Output every line of the records below verbatim, leaving out the pictures.

» Information provided
○ ○ ○ ○ ○ ○ ○
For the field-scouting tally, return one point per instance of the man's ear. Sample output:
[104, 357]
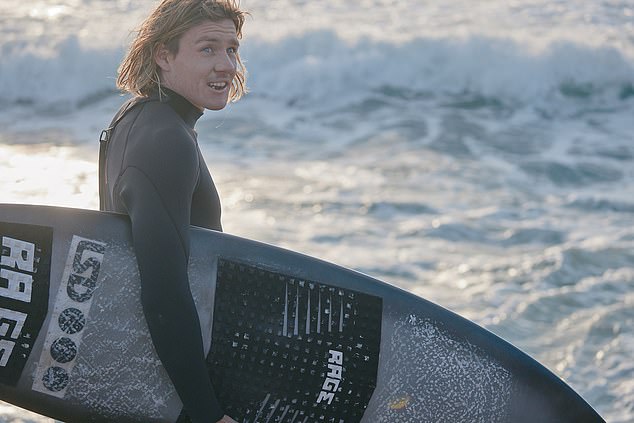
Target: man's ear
[163, 57]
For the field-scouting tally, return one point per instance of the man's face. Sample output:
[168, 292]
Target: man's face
○ ○ ○ ○ ○ ○ ○
» Answer to the task
For the field-scouting tally, return one point per instance of the man's ear. Sample output:
[104, 357]
Target: man's ear
[163, 57]
For the field-scouting tally, return one point per instance of the man's face. Sample output:
[168, 292]
Target: man's face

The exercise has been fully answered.